== How to complete this task ==
Only these lines of the data below are wanted: the one with "mark: shop sign", the one with "mark: blue sky", and any lines between them, each repeated exactly.

[Referring expression data]
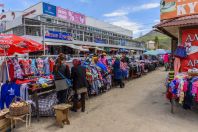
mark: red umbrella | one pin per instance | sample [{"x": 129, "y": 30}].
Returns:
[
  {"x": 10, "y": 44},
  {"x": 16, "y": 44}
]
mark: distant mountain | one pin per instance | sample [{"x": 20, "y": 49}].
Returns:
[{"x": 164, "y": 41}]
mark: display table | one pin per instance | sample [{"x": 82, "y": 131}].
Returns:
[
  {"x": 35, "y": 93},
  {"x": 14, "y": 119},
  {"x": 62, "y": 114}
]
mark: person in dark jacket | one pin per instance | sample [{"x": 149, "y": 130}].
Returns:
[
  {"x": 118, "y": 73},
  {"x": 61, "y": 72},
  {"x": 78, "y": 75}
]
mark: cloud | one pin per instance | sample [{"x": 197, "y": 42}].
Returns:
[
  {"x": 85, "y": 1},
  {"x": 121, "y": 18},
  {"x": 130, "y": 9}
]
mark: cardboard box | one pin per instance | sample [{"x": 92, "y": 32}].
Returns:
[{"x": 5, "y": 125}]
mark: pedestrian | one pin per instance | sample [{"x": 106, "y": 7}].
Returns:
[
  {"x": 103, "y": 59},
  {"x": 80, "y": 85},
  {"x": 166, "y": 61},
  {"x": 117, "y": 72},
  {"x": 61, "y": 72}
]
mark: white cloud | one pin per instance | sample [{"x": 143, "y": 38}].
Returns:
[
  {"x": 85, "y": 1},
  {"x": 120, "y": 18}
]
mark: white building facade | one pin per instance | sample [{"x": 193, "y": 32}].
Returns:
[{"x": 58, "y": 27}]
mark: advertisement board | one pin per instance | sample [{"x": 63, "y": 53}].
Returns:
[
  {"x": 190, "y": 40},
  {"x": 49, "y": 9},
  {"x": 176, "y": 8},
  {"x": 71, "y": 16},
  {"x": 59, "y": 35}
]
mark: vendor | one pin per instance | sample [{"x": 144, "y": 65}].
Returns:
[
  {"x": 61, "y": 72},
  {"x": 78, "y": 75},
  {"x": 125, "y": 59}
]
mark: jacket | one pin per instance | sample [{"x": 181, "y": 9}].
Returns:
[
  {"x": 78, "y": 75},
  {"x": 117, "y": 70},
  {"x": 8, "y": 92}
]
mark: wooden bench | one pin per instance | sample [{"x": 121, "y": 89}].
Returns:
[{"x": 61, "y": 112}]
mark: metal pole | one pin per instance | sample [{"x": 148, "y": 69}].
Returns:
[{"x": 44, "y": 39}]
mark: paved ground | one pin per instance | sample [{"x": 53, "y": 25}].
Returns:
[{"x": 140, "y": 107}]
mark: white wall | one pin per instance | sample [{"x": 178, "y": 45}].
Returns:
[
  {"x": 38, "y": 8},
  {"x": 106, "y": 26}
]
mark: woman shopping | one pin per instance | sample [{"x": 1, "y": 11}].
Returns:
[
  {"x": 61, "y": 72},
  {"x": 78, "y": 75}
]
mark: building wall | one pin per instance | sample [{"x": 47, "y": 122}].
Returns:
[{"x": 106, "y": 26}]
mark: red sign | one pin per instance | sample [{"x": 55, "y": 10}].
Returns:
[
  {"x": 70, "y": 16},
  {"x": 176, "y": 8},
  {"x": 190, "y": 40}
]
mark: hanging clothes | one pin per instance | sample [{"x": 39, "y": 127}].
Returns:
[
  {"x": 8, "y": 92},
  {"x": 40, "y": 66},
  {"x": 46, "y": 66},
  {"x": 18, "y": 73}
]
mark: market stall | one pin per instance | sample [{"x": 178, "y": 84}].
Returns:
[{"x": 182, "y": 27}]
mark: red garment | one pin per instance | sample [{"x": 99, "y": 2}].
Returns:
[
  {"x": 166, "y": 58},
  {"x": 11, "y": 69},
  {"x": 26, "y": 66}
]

--

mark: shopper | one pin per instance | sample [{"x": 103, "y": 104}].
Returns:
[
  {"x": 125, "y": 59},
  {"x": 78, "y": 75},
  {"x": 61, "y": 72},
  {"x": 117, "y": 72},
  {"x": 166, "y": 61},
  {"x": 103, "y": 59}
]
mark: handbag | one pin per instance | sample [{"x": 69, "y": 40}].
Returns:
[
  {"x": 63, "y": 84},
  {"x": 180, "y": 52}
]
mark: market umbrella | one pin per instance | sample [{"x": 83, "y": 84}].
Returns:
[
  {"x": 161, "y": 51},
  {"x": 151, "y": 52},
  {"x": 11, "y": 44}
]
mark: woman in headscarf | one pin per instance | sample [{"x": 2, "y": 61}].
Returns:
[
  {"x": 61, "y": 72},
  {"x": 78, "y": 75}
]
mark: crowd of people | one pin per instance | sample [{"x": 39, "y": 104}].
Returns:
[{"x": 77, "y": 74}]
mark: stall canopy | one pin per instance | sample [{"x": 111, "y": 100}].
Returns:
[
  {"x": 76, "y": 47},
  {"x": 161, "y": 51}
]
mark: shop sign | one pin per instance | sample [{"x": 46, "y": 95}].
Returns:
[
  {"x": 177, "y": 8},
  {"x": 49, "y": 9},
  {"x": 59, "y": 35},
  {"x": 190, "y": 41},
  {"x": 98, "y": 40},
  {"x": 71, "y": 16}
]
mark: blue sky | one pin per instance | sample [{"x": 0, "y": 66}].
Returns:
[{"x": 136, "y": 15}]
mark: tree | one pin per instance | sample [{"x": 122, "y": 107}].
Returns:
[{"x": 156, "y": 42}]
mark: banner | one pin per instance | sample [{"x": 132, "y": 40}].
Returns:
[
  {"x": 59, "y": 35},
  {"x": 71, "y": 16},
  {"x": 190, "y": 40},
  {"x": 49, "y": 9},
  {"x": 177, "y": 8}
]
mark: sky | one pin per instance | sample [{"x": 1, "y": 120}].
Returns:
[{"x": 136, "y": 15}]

== Task response ==
mark: shop sign | one pin per instance | sample [{"x": 46, "y": 95}].
Returns:
[
  {"x": 177, "y": 8},
  {"x": 49, "y": 9},
  {"x": 59, "y": 35},
  {"x": 190, "y": 41},
  {"x": 98, "y": 40},
  {"x": 71, "y": 16}
]
mark: blue sky | one pin per instance | sample [{"x": 0, "y": 66}].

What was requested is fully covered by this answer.